Document excerpt section start

BDSM Plenty of people enjoy BDSM and kinky sex. BDSM stands for Bondage & Domination, Sadism & Masochism, and describes a whole range of activities which people can enjoy in their sex lives – everything from handcuffing your partner to using pain and control is BDSM. BDSM isn’t always sexual, but we’re talking about sexual health here. 


BDSM isn’t abuse, because it’s between consenting people who’re enthusiastic about what they’re doing – it gives benefit to everybody involved. If anyone isn’t consenting, or they’re unwilling to participate, you should stop and talk. Continuing without someone’s consent is never OK and is abusive. If you’re tying someone up, or being tied up yourself, you should take care to look after everybody involved, particularly if someone is binding their chest or has recently had surgery etc. Never use tight restraints across someone’s chest if they’re binding, or any part of their body which is sore or delicate.


 

If you or your partner has an anxiety disorder or is prone to panic attacks, make sure anyone being restrained is able to escape safely as soon as possible if they get too anxious or panicked. Some people perform BDSM around others or in public – be aware that without the consent of people around you, you 20 could upset someone, if for example they find what you’re doing to be traumatic or triggering, as well as making them uncomfortable. Before trying any of this, you should make sure what you’re doing is safe, and you can manage if things go wrong. Also, if you or your partner is tired or needs support after any sex, including when BDSM is involved, make sure you get the aftercare and support you or they need.

Document excerpt section end
Record extracts section start

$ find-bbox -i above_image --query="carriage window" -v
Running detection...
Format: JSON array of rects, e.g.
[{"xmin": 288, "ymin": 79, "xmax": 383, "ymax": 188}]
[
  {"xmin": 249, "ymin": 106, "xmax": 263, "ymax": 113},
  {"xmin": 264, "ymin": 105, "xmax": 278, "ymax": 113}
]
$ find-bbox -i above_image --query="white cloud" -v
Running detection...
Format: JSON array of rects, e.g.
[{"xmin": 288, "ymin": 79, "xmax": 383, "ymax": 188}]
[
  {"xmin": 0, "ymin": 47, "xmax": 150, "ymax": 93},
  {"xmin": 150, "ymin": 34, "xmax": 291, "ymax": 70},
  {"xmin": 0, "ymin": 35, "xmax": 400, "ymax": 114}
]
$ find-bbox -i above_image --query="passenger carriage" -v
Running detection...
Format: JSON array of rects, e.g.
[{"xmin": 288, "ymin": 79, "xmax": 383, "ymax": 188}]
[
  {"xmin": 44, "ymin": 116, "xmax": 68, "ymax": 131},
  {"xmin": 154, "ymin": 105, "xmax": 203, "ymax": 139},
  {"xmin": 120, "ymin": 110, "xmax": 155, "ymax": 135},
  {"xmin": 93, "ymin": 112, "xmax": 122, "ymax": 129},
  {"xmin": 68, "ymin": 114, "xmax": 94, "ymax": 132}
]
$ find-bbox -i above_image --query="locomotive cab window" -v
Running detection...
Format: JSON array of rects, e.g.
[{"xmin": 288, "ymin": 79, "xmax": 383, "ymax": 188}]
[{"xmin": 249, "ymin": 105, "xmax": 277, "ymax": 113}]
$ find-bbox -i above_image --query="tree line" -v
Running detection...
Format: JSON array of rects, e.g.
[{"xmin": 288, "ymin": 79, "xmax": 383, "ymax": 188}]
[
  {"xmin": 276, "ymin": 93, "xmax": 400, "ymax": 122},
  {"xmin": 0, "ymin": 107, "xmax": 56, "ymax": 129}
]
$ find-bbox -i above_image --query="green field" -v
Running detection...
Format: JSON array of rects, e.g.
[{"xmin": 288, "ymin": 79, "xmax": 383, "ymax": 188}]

Record extracts section end

## Instructions to follow:
Copy the part of the BDSM safety text starting at "If you or your partner has" and ending at "or they need.", word for word.

## Reply to the exercise:
If you or your partner has an anxiety disorder or is prone to panic attacks, make sure anyone being restrained is able to escape safely as soon as possible if they get too anxious or panicked. Some people perform BDSM around others or in public – be aware that without the consent of people around you, you 20 could upset someone, if for example they find what you’re doing to be traumatic or triggering, as well as making them uncomfortable. Before trying any of this, you should make sure what you’re doing is safe, and you can manage if things go wrong. Also, if you or your partner is tired or needs support after any sex, including when BDSM is involved, make sure you get the aftercare and support you or they need.